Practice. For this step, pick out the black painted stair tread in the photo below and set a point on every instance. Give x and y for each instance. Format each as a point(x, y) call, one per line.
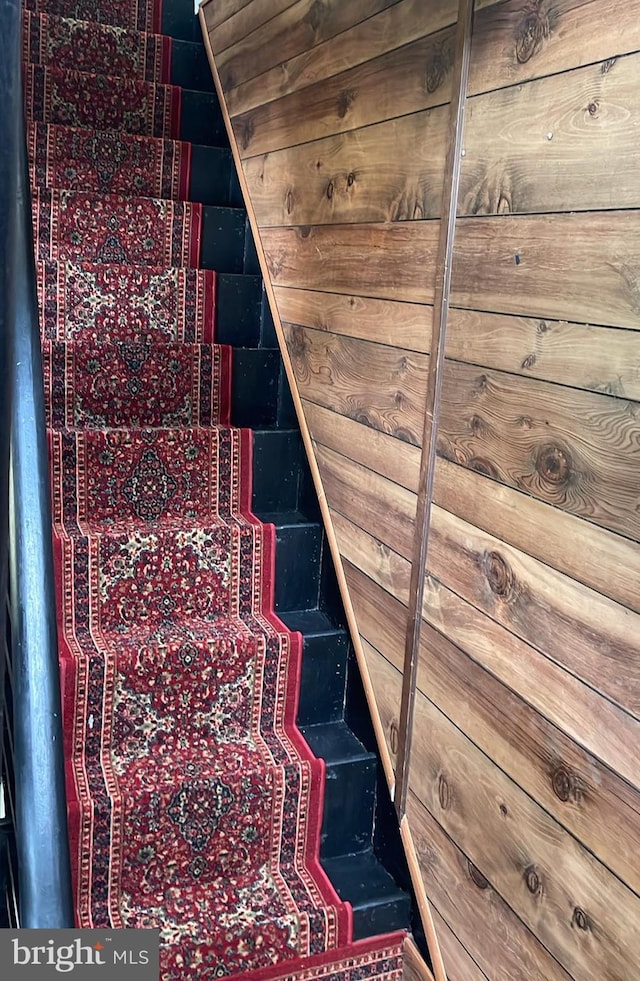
point(312, 623)
point(379, 905)
point(335, 743)
point(303, 597)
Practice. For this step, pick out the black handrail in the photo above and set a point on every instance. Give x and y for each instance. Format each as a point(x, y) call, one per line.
point(42, 853)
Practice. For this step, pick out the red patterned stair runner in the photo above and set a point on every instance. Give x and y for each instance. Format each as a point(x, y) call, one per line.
point(194, 802)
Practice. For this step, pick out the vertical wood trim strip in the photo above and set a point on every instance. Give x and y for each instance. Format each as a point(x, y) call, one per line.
point(424, 908)
point(434, 390)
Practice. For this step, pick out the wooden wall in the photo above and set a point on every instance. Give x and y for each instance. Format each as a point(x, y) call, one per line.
point(524, 775)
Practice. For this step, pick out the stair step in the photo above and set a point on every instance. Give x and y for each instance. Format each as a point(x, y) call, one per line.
point(179, 21)
point(76, 159)
point(276, 471)
point(190, 66)
point(82, 45)
point(140, 304)
point(138, 385)
point(238, 308)
point(297, 583)
point(350, 786)
point(78, 226)
point(379, 905)
point(144, 477)
point(104, 102)
point(255, 387)
point(84, 99)
point(138, 15)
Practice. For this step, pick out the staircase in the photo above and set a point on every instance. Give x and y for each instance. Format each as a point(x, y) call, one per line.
point(191, 632)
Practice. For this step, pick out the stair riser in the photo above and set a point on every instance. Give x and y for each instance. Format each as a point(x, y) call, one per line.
point(323, 681)
point(349, 800)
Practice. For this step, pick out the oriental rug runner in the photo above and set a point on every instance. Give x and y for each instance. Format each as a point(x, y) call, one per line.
point(194, 803)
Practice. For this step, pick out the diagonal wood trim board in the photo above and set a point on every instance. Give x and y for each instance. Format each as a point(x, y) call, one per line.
point(417, 967)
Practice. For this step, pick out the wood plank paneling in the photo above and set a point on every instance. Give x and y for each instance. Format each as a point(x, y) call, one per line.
point(572, 449)
point(402, 23)
point(394, 323)
point(290, 32)
point(524, 798)
point(510, 263)
point(591, 636)
point(504, 949)
point(459, 964)
point(587, 798)
point(595, 358)
point(341, 373)
point(519, 40)
point(584, 916)
point(232, 20)
point(542, 531)
point(590, 720)
point(391, 171)
point(392, 260)
point(390, 457)
point(376, 504)
point(354, 98)
point(557, 144)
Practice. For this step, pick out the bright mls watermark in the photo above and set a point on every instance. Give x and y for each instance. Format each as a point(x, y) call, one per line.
point(128, 955)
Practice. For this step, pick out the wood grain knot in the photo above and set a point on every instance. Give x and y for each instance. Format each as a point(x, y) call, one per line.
point(393, 737)
point(554, 464)
point(480, 384)
point(345, 101)
point(532, 880)
point(444, 792)
point(481, 465)
point(437, 67)
point(297, 342)
point(562, 783)
point(532, 32)
point(315, 15)
point(580, 919)
point(476, 876)
point(499, 575)
point(245, 130)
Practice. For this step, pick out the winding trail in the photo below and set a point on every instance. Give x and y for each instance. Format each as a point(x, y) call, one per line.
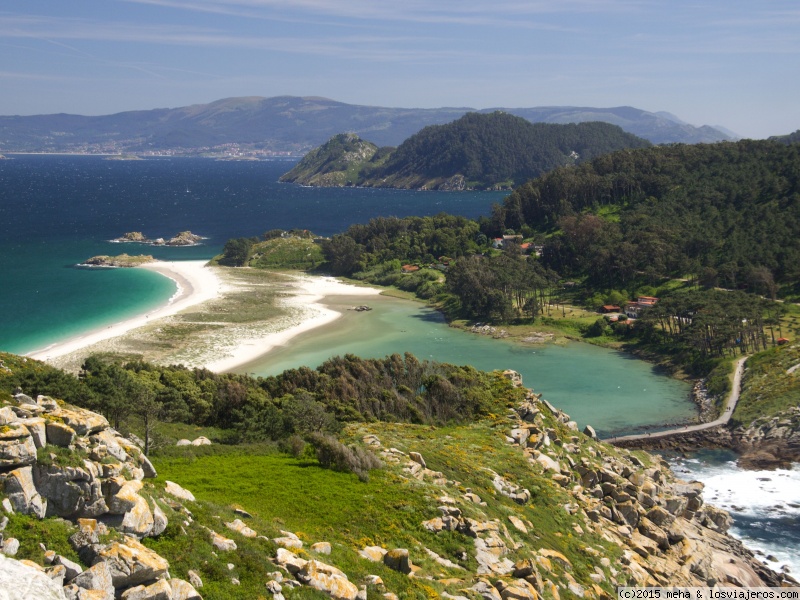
point(730, 406)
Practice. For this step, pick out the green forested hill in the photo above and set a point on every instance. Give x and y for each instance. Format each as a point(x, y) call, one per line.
point(337, 162)
point(478, 151)
point(728, 213)
point(495, 150)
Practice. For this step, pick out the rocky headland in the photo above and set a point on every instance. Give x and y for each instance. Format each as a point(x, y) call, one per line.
point(121, 260)
point(630, 519)
point(184, 238)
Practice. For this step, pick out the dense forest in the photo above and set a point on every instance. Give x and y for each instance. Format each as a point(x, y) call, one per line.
point(478, 151)
point(498, 148)
point(725, 213)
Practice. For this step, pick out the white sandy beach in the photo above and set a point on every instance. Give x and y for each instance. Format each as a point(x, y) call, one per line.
point(307, 294)
point(196, 284)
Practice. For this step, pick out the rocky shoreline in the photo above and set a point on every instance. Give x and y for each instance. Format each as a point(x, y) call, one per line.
point(184, 238)
point(67, 462)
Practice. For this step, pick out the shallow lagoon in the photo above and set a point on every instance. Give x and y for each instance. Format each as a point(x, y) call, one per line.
point(610, 390)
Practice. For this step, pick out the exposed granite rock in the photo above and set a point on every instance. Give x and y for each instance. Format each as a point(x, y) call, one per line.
point(22, 582)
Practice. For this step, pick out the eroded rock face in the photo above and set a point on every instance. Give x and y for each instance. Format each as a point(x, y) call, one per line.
point(130, 563)
point(328, 579)
point(22, 582)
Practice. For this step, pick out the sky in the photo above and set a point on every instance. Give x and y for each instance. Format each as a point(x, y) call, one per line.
point(729, 63)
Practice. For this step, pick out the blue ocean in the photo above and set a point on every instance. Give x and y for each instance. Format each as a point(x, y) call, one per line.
point(56, 211)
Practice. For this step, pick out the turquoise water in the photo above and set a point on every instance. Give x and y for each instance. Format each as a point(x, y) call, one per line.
point(56, 211)
point(608, 390)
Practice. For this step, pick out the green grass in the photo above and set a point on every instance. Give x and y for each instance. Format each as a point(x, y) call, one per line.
point(296, 494)
point(287, 253)
point(766, 388)
point(30, 531)
point(256, 304)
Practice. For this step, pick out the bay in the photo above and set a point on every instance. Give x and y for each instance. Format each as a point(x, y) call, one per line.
point(58, 210)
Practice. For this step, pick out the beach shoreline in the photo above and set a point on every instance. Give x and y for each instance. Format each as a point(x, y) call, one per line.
point(194, 282)
point(198, 284)
point(309, 293)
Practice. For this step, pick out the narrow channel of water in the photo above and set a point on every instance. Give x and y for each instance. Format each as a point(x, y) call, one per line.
point(613, 392)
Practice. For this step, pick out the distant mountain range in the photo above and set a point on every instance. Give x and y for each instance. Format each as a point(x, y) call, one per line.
point(477, 151)
point(289, 124)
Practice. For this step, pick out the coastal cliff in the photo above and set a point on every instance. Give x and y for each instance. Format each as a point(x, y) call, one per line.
point(516, 506)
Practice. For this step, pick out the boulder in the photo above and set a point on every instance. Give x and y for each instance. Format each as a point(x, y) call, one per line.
point(10, 546)
point(328, 579)
point(130, 563)
point(16, 446)
point(417, 458)
point(398, 560)
point(82, 421)
point(183, 590)
point(70, 491)
point(321, 548)
point(21, 491)
point(175, 490)
point(22, 582)
point(373, 553)
point(238, 526)
point(222, 543)
point(160, 521)
point(7, 415)
point(111, 443)
point(96, 578)
point(71, 569)
point(194, 579)
point(59, 434)
point(289, 561)
point(38, 430)
point(160, 590)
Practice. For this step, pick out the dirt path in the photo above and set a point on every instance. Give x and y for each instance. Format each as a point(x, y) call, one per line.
point(730, 406)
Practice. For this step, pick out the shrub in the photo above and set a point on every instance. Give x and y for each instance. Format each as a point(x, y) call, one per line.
point(332, 454)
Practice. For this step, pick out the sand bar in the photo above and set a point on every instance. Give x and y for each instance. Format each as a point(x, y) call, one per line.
point(196, 284)
point(307, 292)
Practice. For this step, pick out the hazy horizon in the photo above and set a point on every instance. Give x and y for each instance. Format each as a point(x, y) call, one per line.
point(730, 64)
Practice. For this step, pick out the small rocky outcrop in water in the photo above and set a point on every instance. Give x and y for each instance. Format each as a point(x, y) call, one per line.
point(184, 238)
point(121, 260)
point(96, 486)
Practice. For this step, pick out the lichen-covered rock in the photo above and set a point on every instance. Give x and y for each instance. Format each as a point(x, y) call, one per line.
point(82, 421)
point(222, 543)
point(59, 434)
point(37, 428)
point(238, 526)
point(321, 548)
point(373, 553)
point(183, 590)
point(70, 491)
point(289, 561)
point(398, 560)
point(21, 582)
point(328, 579)
point(96, 578)
point(130, 563)
point(21, 491)
point(174, 489)
point(160, 590)
point(16, 446)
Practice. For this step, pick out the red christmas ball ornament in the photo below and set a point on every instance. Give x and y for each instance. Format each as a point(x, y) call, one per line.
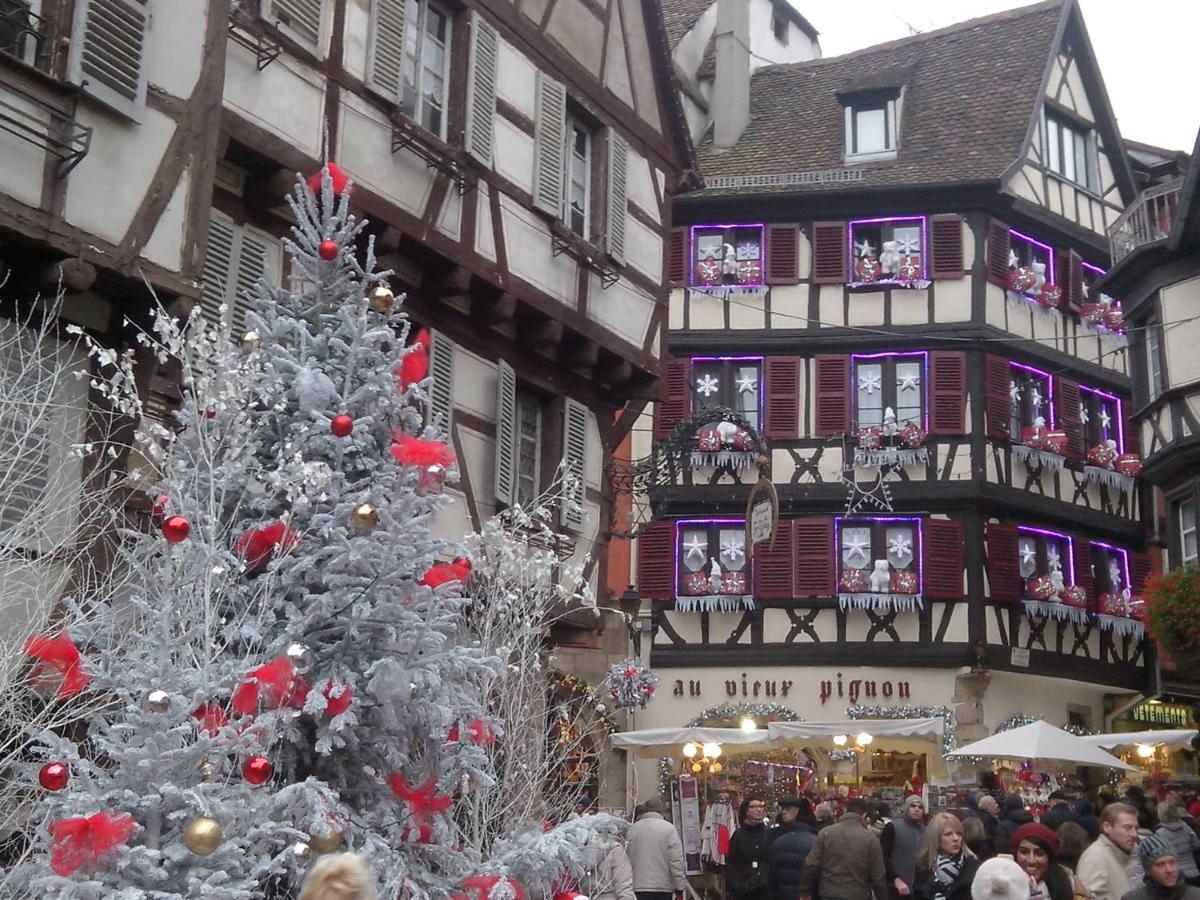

+ + + + +

## Task statement
The expected output is an exact copy of the lines from the one with "Practice. For this step, pick out the hazy" to the final line of the entries above, pictures excepted; please include both ends.

## Exercise response
Practice. For this step, pick out the hazy horizon in the photo above and set a point on every instance. Give x and y for each instance. Format each as a point(x, y) call, one per line.
point(730, 64)
Practice. For this step, pick out the small rocky outcrop in water in the photo above and set a point on every instance. Give x and y for each instance. Format each as a point(x, y) call, one per line.
point(184, 238)
point(121, 260)
point(96, 486)
Practice. For this step, pick out the lichen-covered rock in the photo above and set a point on every instance. Give x and y for each instance. Format each as a point(x, y) call, one per line.
point(82, 421)
point(222, 543)
point(59, 434)
point(37, 428)
point(238, 526)
point(321, 548)
point(373, 553)
point(183, 590)
point(70, 491)
point(289, 561)
point(398, 560)
point(21, 582)
point(328, 579)
point(96, 578)
point(130, 563)
point(21, 491)
point(174, 489)
point(160, 590)
point(16, 446)
Practice. For this step, pick out the red christmas ball ornament in the photo below and set a point on every instance. Give x and y for each instance. Format each as a point(x, y) call, one per line.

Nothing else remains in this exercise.